What is being asked :: Gather every line of the records that contains the word "blue" and copy each of those lines out in full.
Start of Provided records
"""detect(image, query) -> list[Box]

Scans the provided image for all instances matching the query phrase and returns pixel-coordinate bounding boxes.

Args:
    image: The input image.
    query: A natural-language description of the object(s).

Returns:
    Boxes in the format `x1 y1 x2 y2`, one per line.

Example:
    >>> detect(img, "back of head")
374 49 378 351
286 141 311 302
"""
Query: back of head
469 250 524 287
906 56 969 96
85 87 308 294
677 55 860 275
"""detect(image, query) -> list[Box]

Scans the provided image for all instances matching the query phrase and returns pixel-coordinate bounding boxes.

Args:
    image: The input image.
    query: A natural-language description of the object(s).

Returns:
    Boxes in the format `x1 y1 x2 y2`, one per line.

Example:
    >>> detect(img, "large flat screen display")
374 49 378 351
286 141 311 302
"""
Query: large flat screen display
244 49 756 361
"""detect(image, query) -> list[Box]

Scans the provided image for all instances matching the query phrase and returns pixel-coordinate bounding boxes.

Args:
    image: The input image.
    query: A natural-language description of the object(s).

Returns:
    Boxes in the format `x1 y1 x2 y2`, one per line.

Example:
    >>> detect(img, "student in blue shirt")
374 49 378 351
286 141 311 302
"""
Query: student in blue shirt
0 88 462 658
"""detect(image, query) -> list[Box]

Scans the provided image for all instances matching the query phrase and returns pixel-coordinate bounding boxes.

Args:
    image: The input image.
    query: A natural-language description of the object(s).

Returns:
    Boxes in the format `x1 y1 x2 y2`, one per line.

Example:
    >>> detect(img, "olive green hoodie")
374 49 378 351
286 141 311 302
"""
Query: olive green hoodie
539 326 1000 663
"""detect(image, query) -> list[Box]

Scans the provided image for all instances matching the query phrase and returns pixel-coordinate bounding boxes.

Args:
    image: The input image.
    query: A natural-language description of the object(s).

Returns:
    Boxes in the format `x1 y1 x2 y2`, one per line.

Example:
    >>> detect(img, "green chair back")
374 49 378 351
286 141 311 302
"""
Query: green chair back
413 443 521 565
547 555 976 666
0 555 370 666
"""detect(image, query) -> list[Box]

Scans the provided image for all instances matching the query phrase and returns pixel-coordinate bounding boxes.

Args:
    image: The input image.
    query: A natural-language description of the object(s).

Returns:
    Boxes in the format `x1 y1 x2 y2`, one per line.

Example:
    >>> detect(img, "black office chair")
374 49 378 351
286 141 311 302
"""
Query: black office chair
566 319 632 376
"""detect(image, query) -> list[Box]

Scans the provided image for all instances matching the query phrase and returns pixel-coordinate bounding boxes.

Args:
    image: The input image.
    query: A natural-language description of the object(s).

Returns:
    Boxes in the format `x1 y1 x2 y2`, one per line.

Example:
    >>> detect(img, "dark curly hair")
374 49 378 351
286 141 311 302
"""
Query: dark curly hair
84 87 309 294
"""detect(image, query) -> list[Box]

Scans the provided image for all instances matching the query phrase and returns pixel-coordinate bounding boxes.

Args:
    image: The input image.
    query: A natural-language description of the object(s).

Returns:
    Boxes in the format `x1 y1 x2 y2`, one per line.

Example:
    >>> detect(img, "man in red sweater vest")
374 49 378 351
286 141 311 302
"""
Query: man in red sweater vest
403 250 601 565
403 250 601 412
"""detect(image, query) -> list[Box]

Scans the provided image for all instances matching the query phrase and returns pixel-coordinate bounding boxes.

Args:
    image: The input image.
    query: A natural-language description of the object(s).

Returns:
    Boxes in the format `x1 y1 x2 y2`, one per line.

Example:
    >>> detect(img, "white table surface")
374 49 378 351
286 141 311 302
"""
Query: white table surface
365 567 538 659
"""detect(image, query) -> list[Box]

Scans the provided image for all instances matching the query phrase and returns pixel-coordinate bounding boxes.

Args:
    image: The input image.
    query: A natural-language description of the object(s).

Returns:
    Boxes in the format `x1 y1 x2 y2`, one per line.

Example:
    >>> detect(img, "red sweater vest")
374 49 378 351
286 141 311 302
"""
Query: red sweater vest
End of Provided records
Task result ::
    >>> detect(img, "student in blue shirt")
Query: student in blue shirt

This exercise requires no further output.